* _Goal_:
Format the material below as a numbered list, leaving out any blank lines.

** BEGIN Supplied data **

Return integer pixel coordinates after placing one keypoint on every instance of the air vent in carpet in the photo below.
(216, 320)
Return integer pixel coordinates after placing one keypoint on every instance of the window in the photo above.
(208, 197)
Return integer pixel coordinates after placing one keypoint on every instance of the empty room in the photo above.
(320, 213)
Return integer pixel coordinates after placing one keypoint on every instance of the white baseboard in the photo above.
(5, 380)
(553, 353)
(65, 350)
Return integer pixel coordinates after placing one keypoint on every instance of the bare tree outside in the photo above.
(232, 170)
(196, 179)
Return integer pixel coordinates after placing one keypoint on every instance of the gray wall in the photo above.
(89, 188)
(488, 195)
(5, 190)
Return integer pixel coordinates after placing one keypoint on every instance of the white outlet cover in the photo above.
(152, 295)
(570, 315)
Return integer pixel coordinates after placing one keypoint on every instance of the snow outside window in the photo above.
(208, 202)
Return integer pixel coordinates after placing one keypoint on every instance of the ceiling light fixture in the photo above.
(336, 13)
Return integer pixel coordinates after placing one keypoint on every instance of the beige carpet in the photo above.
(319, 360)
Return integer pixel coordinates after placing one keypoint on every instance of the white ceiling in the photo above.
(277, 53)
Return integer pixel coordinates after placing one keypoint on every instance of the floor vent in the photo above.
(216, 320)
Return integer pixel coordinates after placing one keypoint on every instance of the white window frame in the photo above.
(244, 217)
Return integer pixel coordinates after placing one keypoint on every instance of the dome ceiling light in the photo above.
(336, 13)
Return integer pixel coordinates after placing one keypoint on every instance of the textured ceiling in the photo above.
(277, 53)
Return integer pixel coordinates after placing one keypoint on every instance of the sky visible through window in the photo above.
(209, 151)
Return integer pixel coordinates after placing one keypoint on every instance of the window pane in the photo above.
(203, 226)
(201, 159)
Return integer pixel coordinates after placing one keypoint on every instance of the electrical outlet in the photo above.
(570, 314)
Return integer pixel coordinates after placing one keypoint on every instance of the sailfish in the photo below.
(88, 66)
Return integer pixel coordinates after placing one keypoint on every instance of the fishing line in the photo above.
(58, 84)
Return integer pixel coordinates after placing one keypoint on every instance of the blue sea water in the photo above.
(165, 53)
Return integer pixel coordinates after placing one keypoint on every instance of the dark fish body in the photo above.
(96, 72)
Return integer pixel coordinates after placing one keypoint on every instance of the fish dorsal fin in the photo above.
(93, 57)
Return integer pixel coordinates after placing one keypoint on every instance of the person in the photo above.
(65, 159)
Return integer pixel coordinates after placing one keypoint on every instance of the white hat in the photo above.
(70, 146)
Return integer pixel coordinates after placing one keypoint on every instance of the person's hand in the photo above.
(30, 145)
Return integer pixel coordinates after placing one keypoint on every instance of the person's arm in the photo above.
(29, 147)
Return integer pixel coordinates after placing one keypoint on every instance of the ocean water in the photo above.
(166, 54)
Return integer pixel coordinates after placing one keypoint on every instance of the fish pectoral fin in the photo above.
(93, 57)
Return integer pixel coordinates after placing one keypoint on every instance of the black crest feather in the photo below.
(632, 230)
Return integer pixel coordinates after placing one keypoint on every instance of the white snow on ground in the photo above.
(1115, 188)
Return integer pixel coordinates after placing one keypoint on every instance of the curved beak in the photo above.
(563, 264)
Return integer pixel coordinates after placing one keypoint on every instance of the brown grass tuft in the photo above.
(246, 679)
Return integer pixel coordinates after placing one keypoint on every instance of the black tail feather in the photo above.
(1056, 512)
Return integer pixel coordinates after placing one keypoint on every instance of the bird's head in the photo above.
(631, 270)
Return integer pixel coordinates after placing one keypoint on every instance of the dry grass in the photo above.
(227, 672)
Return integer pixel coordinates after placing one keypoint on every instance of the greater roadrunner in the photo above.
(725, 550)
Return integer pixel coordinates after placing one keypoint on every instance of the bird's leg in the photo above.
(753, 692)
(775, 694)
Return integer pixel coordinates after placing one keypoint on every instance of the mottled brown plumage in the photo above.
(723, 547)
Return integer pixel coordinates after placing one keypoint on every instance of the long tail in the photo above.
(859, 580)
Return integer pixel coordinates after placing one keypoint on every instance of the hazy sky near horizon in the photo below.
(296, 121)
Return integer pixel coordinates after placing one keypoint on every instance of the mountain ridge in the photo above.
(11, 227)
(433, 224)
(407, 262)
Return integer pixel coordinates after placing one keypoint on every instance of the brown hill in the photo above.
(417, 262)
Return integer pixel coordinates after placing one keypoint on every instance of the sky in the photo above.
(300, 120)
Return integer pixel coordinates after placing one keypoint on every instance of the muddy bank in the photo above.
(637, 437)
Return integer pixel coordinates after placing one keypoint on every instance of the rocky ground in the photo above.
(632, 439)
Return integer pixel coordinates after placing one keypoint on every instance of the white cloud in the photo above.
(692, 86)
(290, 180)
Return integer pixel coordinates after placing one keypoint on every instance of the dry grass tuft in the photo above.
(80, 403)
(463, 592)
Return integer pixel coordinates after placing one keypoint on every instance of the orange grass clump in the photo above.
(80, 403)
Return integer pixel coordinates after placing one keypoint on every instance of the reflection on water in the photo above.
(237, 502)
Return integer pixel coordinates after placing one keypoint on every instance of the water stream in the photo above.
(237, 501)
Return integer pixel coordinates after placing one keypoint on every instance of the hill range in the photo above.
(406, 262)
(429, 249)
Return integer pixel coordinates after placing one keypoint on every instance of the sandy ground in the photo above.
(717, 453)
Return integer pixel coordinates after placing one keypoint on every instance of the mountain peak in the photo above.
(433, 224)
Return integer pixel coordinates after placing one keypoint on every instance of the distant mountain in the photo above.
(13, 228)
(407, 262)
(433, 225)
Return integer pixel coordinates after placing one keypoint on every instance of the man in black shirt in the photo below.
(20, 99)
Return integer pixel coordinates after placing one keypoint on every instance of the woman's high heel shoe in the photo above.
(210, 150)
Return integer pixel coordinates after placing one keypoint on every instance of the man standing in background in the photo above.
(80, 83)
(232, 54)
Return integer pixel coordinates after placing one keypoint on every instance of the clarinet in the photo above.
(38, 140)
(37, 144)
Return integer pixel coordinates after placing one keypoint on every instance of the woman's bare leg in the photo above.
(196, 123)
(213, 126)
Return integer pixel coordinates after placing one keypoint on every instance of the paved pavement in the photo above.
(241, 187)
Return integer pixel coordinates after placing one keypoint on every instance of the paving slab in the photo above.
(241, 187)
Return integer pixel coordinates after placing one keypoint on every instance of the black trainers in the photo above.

** END Supplied data **

* _Response to the task_:
1. Return integer pixel coordinates after placing one keypoint on every instance of the air vent in carpet in the photo below.
2. (216, 320)
3. Return integer pixel coordinates after placing one keypoint on every instance of the window in the photo above.
4. (208, 197)
5. Return integer pixel coordinates after placing one keypoint on every instance of the empty room in the photo above.
6. (320, 213)
7. Return integer pixel coordinates after placing one keypoint on every instance of the white baseboard in the photo above.
8. (5, 380)
9. (553, 353)
10. (65, 350)
11. Return integer pixel coordinates after placing one keypoint on every instance of the bare tree outside in the photo above.
12. (232, 170)
13. (196, 179)
14. Return integer pixel coordinates after placing one keypoint on every instance of the gray wall in the photo above.
15. (89, 188)
16. (488, 195)
17. (5, 190)
18. Return integer pixel coordinates after placing one keypoint on every instance of the white outlet cover in the photo above.
19. (152, 295)
20. (570, 315)
21. Return integer pixel coordinates after placing one keypoint on every instance of the snow outside window in the photo above.
22. (208, 202)
23. Return integer pixel coordinates after placing one keypoint on every instance of the ceiling light fixture in the photo above.
24. (336, 13)
25. Return integer pixel coordinates after placing one keypoint on every instance of the beige carpet in the photo above.
26. (319, 360)
27. Return integer pixel coordinates after placing one keypoint on every instance of the white ceiling in the photo above.
28. (277, 53)
29. Return integer pixel coordinates after placing one keypoint on every instance of the floor vent in the photo above.
30. (216, 320)
31. Return integer pixel coordinates after placing one keypoint on every instance of the white window frame in the photo above.
32. (244, 217)
33. Return integer pixel coordinates after placing one keypoint on every instance of the dome ceiling light in the photo above.
34. (336, 13)
35. Return integer pixel coordinates after placing one keypoint on every instance of the textured ceiling in the photo above.
36. (277, 53)
37. Return integer pixel coordinates after placing one keypoint on every instance of the sky visible through window in the photo above.
38. (209, 151)
39. Return integer pixel coordinates after placing one keypoint on every instance of the window pane in the photo above.
40. (203, 226)
41. (201, 159)
42. Return integer pixel coordinates after placing one keypoint on every instance of the electrical outlet in the photo above.
43. (570, 314)
44. Return integer pixel coordinates after placing one keypoint on every instance of the sailfish in the photo below.
45. (88, 66)
46. Return integer pixel coordinates after placing one keypoint on every instance of the fishing line in the photo above.
47. (58, 84)
48. Return integer pixel coordinates after placing one keypoint on every instance of the blue sea water in the photo above.
49. (165, 53)
50. Return integer pixel coordinates after placing one keypoint on every instance of the dark fish body in the photo above.
51. (96, 72)
52. Return integer pixel coordinates after placing one keypoint on every instance of the fish dorsal fin in the photo above.
53. (93, 57)
54. Return integer pixel coordinates after placing one keypoint on every instance of the person in the photo above.
55. (65, 159)
56. Return integer pixel coordinates after placing one keypoint on every instance of the white hat in the photo above.
57. (70, 146)
58. Return integer pixel coordinates after placing one keypoint on every instance of the person's hand in the photo above.
59. (30, 145)
60. Return integer pixel coordinates after placing one keypoint on every instance of the person's arm in the photo above.
61. (29, 147)
62. Return integer pixel coordinates after placing one keypoint on every instance of the ocean water in the photo above.
63. (166, 54)
64. Return integer pixel coordinates after placing one keypoint on every instance of the fish pectoral fin in the photo above.
65. (93, 57)
66. Return integer pixel coordinates after placing one keypoint on every instance of the black crest feather in the photo below.
67. (632, 230)
68. Return integer pixel coordinates after placing one keypoint on every instance of the white snow on ground in the photo above.
69. (1115, 188)
70. Return integer pixel coordinates after placing one keypoint on every instance of the curved beak in the photo above.
71. (563, 264)
72. Return integer pixel coordinates after placing one keypoint on every instance of the brown grass tuft in the photo above.
73. (246, 679)
74. Return integer pixel coordinates after placing one keypoint on every instance of the black tail feather in the photo above.
75. (1056, 512)
76. Return integer pixel coordinates after placing one keypoint on every instance of the bird's head in the photo above.
77. (631, 270)
78. Return integer pixel coordinates after placing one keypoint on every instance of the dry grass in the photo above.
79. (227, 672)
80. Return integer pixel coordinates after placing one keypoint on every instance of the greater roadrunner in the photo above.
81. (725, 550)
82. Return integer pixel coordinates after placing one keypoint on every instance of the bird's leg in the photo above.
83. (753, 692)
84. (775, 694)
85. Return integer pixel coordinates after placing one keypoint on every instance of the mottled brown plumage in the photo above.
86. (723, 547)
87. Return integer pixel coordinates after placing one keypoint on every instance of the long tail in the photo above.
88. (859, 580)
89. Return integer pixel coordinates after placing one keypoint on every instance of the hazy sky near horizon in the photo below.
90. (296, 121)
91. Return integer pixel coordinates after placing one keypoint on every instance of the mountain ridge in the photo above.
92. (11, 227)
93. (433, 224)
94. (407, 262)
95. Return integer pixel coordinates after placing one keypoint on every instance of the brown hill in the photo above.
96. (417, 262)
97. Return integer pixel coordinates after placing one keypoint on every instance of the sky in the photo above.
98. (300, 120)
99. Return integer pixel coordinates after placing one keypoint on every instance of the muddy bank in the photo above.
100. (637, 437)
101. Return integer pixel coordinates after placing one keypoint on every instance of the rocky ground in the photo above.
102. (632, 439)
103. Return integer pixel coordinates after placing one keypoint on every instance of the white cloud in the photo above.
104. (692, 86)
105. (290, 180)
106. Return integer pixel coordinates after placing one keypoint on every instance of the dry grass tuft in the photo above.
107. (80, 403)
108. (463, 592)
109. Return integer pixel coordinates after placing one keypoint on every instance of the orange grass clump in the photo above.
110. (80, 403)
111. Return integer pixel coordinates after placing one keypoint on every instance of the reflection on water in the photo above.
112. (237, 502)
113. Return integer pixel coordinates after placing one keypoint on every instance of the water stream in the photo above.
114. (237, 501)
115. Return integer pixel coordinates after placing one keypoint on every instance of the hill range in the photo above.
116. (406, 262)
117. (429, 249)
118. Return integer pixel coordinates after placing one keypoint on every instance of the sandy ground in the photo above.
119. (717, 453)
120. Return integer pixel coordinates after placing one keypoint on every instance of the mountain peak in the photo above.
121. (433, 224)
122. Return integer pixel coordinates after placing one keypoint on every instance of the distant mountain in the photo above.
123. (13, 228)
124. (407, 262)
125. (433, 225)
126. Return integer pixel coordinates after placing one keypoint on every instance of the man in black shirt in the photo below.
127. (20, 99)
128. Return integer pixel coordinates after placing one keypoint on every instance of the woman's high heel shoe in the photo above.
129. (210, 150)
130. Return integer pixel coordinates after placing one keypoint on every instance of the man standing in background in the photo above.
131. (80, 83)
132. (232, 54)
133. Return integer pixel coordinates after placing one keypoint on every instance of the clarinet in the photo above.
134. (38, 140)
135. (37, 144)
136. Return integer pixel coordinates after placing one keypoint on every instance of the woman's bare leg in the photo above.
137. (196, 123)
138. (213, 126)
139. Return integer pixel coordinates after placing one keypoint on every instance of the paved pavement in the photo above.
140. (241, 187)
141. Return integer pixel coordinates after placing one keypoint on every instance of the paving slab in the photo above.
142. (241, 187)
143. Return integer pixel coordinates after placing one keypoint on every instance of the black trainers in the photo above.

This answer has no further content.